- [SELECTED PASSAGE]
(begin)
Many were gloomy about Hong Kong's future 10 years ago when the British colony of dazzling skyscrapers and gung-ho capitalists returned to the communist Chinese motherland.
There were fears Chinese troops would be goose-stepping down the streets, muzzling any whisper of political dissent. Masses of peasants would stampede across the border, filling the city with beggars and thieves. And the most talented Hong Kongers would become "yacht people," fleeing to Australia, Canada, America and other places welcoming their business savvy, workaholic ways and cash.
Fortune magazine's headline, two years before the British flag came down, proclaimed "The Death of Hong Kong."
Ten years later, the soldiers are here, but are rarely seen in uniform on the streets. Mainland Chinese are pouring in, but as big-spending tourists buying Rolex watches and shark-fin soup. Many rich Hong Kongers are back, resettled in a booming city, happy that their fears have proved groundless.
Queen Victoria's statue still stands in the middle of town, in a park where thousands of protesters rally each year to denounce China's undemocratic system and remember the Chinese killed in the crackdown on pro-democracy demonstrators at Tiananmen Square in Beijing -- the 1989 bloodbath that spurred an exodus of Hong Kong Chinese fearful that they would one day face a similar fate.
(end)
- [TASK LIST]
A - Can you write out the stretch of the Hong Kong passage from "Fortune magazine's headline, two" through "have proved groundless.", word for word?
B - In the Hong Kong passage, what headline did Fortune magazine run two years before the British flag came down?

- [SUPPLIED RECORDS]
(begin)
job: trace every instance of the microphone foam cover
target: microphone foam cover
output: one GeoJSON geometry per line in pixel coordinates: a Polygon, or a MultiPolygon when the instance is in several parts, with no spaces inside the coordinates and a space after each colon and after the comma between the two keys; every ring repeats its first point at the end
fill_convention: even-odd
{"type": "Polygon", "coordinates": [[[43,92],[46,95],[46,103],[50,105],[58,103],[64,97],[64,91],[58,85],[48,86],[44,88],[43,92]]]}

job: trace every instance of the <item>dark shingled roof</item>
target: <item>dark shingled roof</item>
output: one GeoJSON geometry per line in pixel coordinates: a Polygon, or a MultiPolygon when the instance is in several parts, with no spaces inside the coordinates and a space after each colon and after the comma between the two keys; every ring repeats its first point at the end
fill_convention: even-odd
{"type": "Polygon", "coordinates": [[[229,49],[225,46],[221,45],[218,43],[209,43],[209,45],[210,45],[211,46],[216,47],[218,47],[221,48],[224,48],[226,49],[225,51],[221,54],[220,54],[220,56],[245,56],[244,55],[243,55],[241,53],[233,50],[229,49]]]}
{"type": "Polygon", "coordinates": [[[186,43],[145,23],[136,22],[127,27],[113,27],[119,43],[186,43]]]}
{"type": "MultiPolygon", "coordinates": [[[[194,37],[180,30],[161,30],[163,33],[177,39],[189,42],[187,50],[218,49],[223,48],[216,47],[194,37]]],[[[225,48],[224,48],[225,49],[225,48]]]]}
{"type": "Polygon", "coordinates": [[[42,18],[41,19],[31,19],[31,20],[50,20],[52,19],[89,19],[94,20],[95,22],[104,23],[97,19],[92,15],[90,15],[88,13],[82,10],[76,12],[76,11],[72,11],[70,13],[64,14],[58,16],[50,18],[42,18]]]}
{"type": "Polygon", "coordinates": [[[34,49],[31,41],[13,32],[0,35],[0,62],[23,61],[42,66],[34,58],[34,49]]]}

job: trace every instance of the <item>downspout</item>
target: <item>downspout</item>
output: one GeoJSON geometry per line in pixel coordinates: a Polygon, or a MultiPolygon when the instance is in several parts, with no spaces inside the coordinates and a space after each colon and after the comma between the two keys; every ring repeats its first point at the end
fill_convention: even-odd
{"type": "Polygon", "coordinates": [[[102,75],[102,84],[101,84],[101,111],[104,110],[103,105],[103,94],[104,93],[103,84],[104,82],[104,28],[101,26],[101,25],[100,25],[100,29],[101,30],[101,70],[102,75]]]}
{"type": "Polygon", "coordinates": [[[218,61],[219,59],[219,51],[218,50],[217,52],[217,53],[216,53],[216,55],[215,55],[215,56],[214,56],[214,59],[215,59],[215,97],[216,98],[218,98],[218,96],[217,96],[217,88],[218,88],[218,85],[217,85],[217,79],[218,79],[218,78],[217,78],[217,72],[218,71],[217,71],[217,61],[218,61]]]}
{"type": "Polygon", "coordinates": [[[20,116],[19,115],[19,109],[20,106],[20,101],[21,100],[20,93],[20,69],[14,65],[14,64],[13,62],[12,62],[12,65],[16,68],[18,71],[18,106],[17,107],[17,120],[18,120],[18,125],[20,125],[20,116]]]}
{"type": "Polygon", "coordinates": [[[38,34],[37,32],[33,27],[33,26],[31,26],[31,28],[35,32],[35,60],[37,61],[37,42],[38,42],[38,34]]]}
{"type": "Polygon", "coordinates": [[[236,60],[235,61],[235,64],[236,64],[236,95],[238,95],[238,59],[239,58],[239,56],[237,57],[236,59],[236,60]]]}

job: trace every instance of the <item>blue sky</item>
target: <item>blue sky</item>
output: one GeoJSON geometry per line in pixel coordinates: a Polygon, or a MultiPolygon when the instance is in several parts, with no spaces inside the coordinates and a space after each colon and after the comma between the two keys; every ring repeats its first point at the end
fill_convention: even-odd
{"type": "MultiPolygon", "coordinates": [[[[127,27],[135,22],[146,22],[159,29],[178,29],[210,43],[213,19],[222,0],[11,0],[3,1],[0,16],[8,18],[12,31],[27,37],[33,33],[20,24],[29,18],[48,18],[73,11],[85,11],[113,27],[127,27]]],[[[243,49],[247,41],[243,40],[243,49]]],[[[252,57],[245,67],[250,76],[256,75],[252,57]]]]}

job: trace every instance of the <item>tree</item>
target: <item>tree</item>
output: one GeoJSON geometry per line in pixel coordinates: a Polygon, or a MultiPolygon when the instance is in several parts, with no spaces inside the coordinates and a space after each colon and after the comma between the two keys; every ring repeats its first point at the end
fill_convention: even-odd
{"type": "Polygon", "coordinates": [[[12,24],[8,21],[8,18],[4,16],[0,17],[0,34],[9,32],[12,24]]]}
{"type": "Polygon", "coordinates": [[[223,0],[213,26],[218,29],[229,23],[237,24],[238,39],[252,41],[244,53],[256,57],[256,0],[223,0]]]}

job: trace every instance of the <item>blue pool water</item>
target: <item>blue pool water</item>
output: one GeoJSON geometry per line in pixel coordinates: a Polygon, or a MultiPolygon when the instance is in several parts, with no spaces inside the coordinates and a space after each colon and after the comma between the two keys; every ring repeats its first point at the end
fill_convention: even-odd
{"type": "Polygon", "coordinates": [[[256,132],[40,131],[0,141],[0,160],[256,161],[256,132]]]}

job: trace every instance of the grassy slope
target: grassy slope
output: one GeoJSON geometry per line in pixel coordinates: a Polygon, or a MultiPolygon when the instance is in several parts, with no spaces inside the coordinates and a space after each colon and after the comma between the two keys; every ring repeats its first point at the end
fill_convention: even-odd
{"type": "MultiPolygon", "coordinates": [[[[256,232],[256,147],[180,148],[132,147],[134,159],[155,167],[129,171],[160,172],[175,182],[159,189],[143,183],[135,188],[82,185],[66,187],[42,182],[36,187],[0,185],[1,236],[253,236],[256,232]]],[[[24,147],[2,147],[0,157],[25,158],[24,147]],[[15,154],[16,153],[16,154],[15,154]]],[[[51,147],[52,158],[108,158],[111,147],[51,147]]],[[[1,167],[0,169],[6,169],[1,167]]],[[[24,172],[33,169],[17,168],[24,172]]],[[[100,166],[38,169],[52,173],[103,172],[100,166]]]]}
(end)
- [TASK RESPONSES]
A -
Fortune magazine's headline, two years before the British flag came down, proclaimed "The Death of Hong Kong."
Ten years later, the soldiers are here, but are rarely seen in uniform on the streets. Mainland Chinese are pouring in, but as big-spending tourists buying Rolex watches and shark-fin soup. Many rich Hong Kongers are back, resettled in a booming city, happy that their fears have proved groundless.

B - "The Death of Hong Kong."